§ **実施する作業**
• a. 記事について、次の問いに答えてください。
(i) 記事の日付は何年何月何日か。
(ii) 筆者の肩書は何か。
(iii) 会議で冒頭の議論課題になったのは何か。
• b. 次の各文が記事と一致するかを、はい・いいえで判定する。判定の決め手となる記事の語句も、一字も変えずに引用して添える。
(i) 会議は2010年2月6日に開幕した。
(ii) 記事は、金融規制の必要性を原子力規制の必要性になぞらえている。
(iii) 記事によれば、金融工学は規制がなくても危険のない学理である。
• c. 記事の「金融工学を悪者にすることの見当違い」から「厳格な規制を要するのである。」までの部分を、「金融規制」を「金融監督」に差し替えて書き直す。

§ **ページ**

··········

2010年2月8日月曜日

Financial Engineering or Computational Finance Deemed as the Cause of World Crisis

 金融工学を悪者にすることの見当違い
弁理士 佐成 重範 Web検索 SANARI PATENT
C Site http://patentsanari.cocolog-nifty.com/blog
R Site http://plaza.rakuten.co.jp/manepat
 今次主要7カ国の財務大臣・中央銀行総裁会議(2010-02-06開幕)では、金融規制の強化が冒頭の議論課題になったが、金融工学の科学性にかかわらず金融規制が必要とされることは、原子力工学の科学性にかかわらず原子力規制が必要とされることに似ていると、SANARI PATENTは考える。平たく言えば、金融工学も原子力工学も、使い方によっては極めて危険・有害な学理であって、その危険性有害性を抑圧するためには、共に厳格な規制を要するのである。

··········

§ **抽出資料**
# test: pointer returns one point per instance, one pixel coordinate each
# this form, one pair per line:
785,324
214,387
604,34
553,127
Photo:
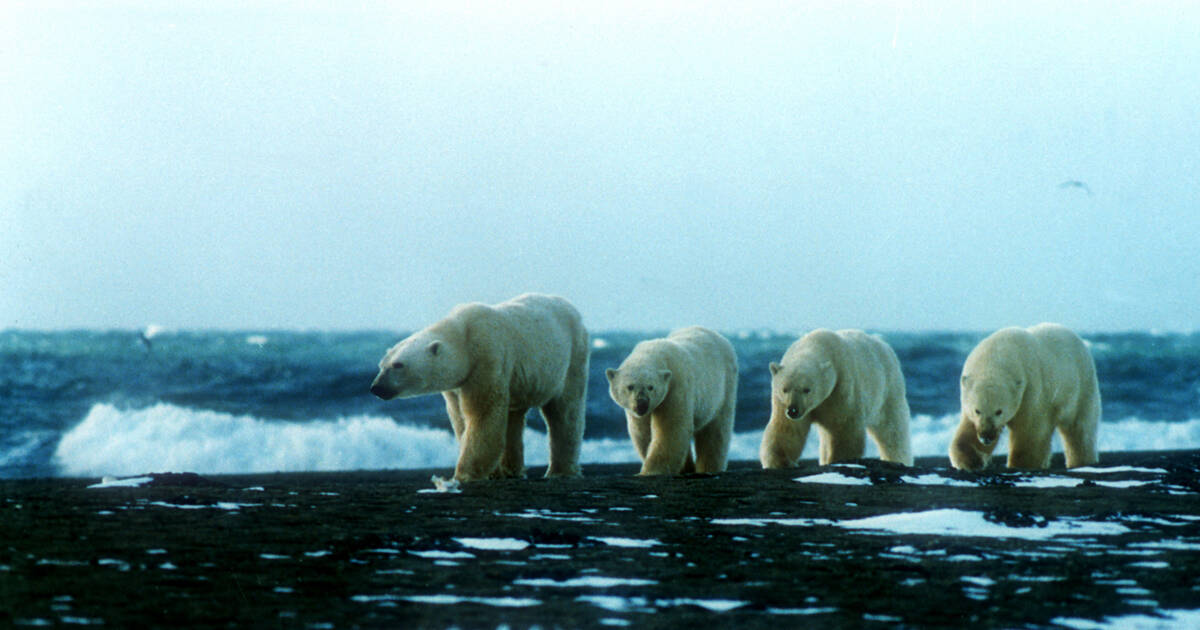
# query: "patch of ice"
1115,469
715,605
616,604
504,603
934,479
629,543
219,505
127,483
1165,619
971,523
442,485
1127,484
549,515
1174,545
591,581
833,479
493,544
802,611
438,555
1049,481
763,522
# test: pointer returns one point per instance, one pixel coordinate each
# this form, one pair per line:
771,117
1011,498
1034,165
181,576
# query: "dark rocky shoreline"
747,547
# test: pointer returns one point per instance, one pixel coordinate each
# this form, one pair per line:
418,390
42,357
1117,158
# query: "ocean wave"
165,437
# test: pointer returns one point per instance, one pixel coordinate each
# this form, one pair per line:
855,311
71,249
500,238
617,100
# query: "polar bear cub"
847,383
492,364
1032,381
678,390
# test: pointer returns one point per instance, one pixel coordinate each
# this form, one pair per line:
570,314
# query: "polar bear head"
640,389
989,402
802,385
426,363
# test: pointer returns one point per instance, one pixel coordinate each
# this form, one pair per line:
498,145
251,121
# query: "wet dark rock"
748,547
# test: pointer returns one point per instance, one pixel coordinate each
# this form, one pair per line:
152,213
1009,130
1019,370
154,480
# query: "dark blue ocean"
93,403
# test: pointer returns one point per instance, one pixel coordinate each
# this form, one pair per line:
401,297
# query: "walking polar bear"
492,364
849,383
678,390
1032,381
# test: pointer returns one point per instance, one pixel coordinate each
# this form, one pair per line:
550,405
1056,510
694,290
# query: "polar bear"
1032,381
676,390
491,365
849,383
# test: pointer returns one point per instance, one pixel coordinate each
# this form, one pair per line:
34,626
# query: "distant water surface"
111,402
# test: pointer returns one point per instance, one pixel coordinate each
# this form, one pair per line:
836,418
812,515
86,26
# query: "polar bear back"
702,364
528,342
868,369
1057,370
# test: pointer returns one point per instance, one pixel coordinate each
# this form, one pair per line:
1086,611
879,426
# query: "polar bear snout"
382,390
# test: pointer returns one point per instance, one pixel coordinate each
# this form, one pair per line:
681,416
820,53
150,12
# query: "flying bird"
1077,184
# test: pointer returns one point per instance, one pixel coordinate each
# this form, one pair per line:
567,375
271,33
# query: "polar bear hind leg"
891,435
1079,437
713,443
847,443
513,462
1029,448
564,432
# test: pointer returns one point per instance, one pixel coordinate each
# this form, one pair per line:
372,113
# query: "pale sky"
737,165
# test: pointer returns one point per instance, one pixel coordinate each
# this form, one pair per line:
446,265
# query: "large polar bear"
849,383
491,365
676,390
1032,381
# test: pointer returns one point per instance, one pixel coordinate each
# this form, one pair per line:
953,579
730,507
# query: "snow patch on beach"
1161,621
951,522
834,479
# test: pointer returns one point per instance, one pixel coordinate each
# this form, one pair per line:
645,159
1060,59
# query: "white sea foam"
165,437
970,523
493,544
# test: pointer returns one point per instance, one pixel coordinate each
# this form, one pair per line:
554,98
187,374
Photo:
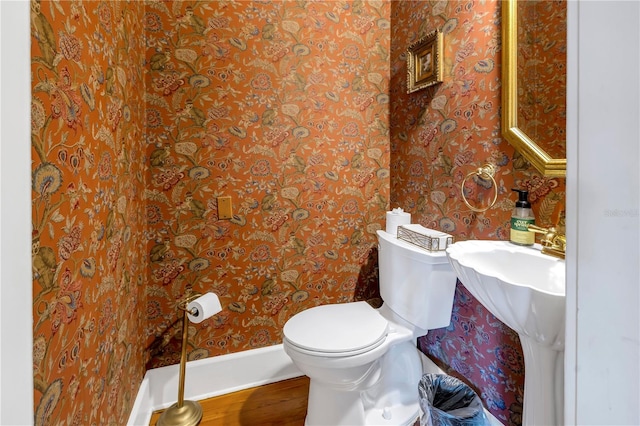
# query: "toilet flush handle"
386,413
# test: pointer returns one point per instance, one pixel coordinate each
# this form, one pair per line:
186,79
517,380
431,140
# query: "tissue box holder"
427,242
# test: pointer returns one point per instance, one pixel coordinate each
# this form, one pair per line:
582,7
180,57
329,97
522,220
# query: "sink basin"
524,289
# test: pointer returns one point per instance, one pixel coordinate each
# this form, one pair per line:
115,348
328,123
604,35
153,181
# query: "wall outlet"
224,207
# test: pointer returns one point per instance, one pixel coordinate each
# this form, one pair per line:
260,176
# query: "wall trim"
209,377
224,374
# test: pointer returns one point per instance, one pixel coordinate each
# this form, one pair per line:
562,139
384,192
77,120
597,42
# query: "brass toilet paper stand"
183,413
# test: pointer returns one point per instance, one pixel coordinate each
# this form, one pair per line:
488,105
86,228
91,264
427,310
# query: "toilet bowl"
363,364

··········

§ **作業ごとの回答**
• a.
(i) 2010年2月8日(月曜日)
(ii) 弁理士
(iii) 金融規制の強化

• b.
(i) はい。「2010-02-06開幕」
(ii) はい。「原子力規制が必要とされることに似ている」
(iii) いいえ。「共に厳格な規制を要するのである」

• c.
金融工学を悪者にすることの見当違い
弁理士 佐成 重範 Web検索 SANARI PATENT
C Site http://patentsanari.cocolog-nifty.com/blog
R Site http://plaza.rakuten.co.jp/manepat
 今次主要7カ国の財務大臣・中央銀行総裁会議(2010-02-06開幕)では、金融監督の強化が冒頭の議論課題になったが、金融工学の科学性にかかわらず金融監督が必要とされることは、原子力工学の科学性にかかわらず原子力規制が必要とされることに似ていると、SANARI PATENTは考える。平たく言えば、金融工学も原子力工学も、使い方によっては極めて危険・有害な学理であって、その危険性有害性を抑圧するためには、共に厳格な規制を要するのである。